(Stored data entries)
----------------------------------------

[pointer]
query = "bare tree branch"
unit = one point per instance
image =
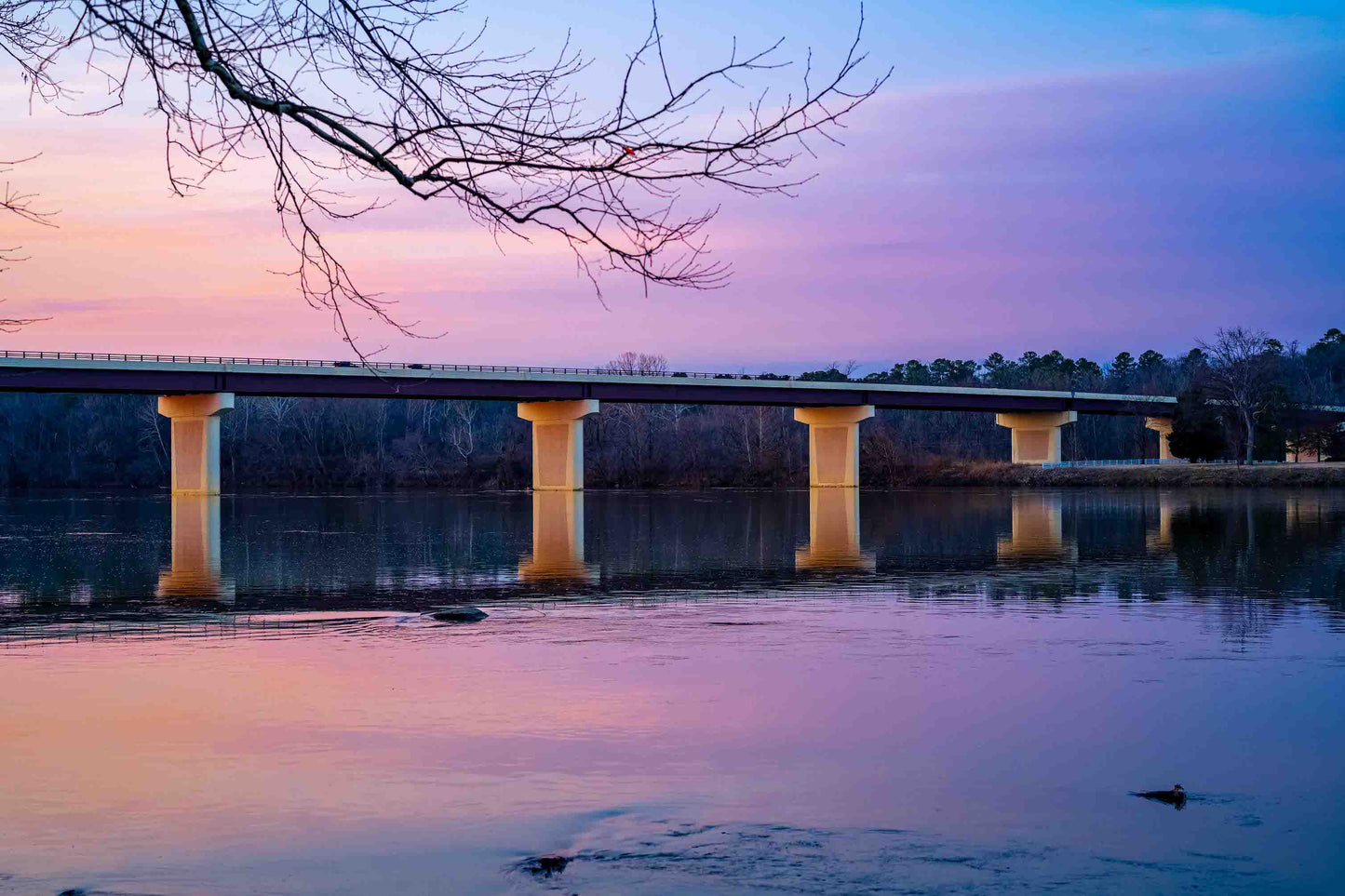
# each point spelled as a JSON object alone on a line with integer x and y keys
{"x": 351, "y": 89}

----------------------------------------

Work required: Can you rescale the data above by writing out every line again, with each x and y coordinate of the given points multiplied by 0.75 and rounded to a whole number (halves rounding up), and everything else left unchanged? Leave the pictures out of your answer.

Exercise output:
[pointer]
query = "bare tree branch"
unit = one point per instance
image =
# each point spelled as a JSON object alone on a line with integer x and y keys
{"x": 263, "y": 67}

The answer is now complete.